→ **YOUR TASK**
Please pull out every line of the listing below that contains the string "flower". Case counts.

Shape annotation entries
— start —

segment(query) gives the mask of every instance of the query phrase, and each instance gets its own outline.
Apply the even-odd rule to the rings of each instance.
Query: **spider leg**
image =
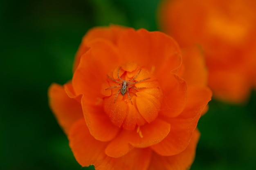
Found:
[[[116,82],[117,83],[119,83],[119,84],[122,84],[122,83],[123,83],[122,82],[120,82],[117,80],[116,79],[114,79],[113,78],[111,77],[110,77],[109,75],[107,75],[108,76],[108,78],[109,78],[110,79],[114,81],[115,82]],[[119,77],[119,76],[118,76],[118,77]]]
[[[117,92],[117,93],[116,95],[116,96],[115,97],[115,100],[114,100],[114,103],[115,103],[116,102],[116,100],[117,99],[117,95],[118,95],[118,93],[119,93],[120,91],[121,91],[121,88],[120,88],[120,89],[118,90],[118,91]]]
[[[131,84],[135,84],[135,83],[139,83],[140,82],[143,82],[143,81],[144,81],[146,80],[147,80],[147,79],[149,79],[150,78],[150,77],[148,77],[148,78],[146,78],[146,79],[141,79],[140,80],[137,81],[136,81],[136,82],[132,82],[132,83],[129,83],[129,85],[131,85]]]
[[[129,94],[129,91],[127,91],[127,95],[128,95],[128,97],[129,97],[129,99],[131,101],[131,103],[132,103],[132,99],[131,98],[131,97],[130,96]]]
[[[146,88],[146,87],[134,87],[133,86],[129,86],[129,87],[132,88],[133,88],[134,89],[138,89],[139,88]]]
[[[111,88],[116,88],[117,87],[120,87],[121,86],[122,86],[122,85],[114,86],[114,87],[109,87],[108,88],[107,88],[106,89],[105,89],[105,90],[106,91],[106,90],[111,89]]]

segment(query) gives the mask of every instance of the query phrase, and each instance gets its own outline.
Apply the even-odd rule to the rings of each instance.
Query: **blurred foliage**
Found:
[[[0,169],[93,170],[76,162],[49,108],[54,82],[72,77],[88,29],[119,24],[157,30],[159,0],[2,0]],[[234,106],[213,100],[199,121],[192,170],[256,169],[256,93]]]

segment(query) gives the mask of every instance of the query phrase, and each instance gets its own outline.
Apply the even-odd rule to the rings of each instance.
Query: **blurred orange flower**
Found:
[[[184,54],[182,64],[176,43],[159,32],[117,26],[88,31],[72,81],[49,90],[50,107],[82,166],[190,167],[211,92],[199,51]]]
[[[163,31],[181,47],[199,44],[213,96],[244,102],[256,87],[256,1],[170,0],[159,8]]]

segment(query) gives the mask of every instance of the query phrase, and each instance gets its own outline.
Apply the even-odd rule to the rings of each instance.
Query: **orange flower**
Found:
[[[182,64],[177,44],[159,32],[111,26],[88,33],[72,81],[49,91],[50,106],[81,166],[190,166],[196,126],[211,92],[198,51],[184,54]],[[191,61],[194,55],[197,60]]]
[[[165,33],[182,47],[201,46],[209,86],[223,101],[244,102],[256,87],[256,9],[255,0],[170,0],[160,6]]]

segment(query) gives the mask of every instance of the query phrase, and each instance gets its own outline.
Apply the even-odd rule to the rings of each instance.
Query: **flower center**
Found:
[[[163,95],[153,71],[128,62],[106,78],[101,89],[103,107],[113,124],[133,130],[155,119]]]

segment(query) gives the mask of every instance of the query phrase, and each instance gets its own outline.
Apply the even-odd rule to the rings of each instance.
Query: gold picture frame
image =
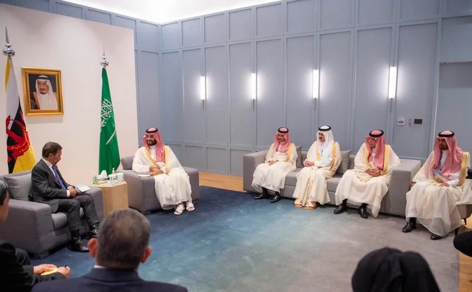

— end —

→ **SOLUTION BELOW**
Query: **blurred orange flower**
Query: **orange flower**
Query: **flower center**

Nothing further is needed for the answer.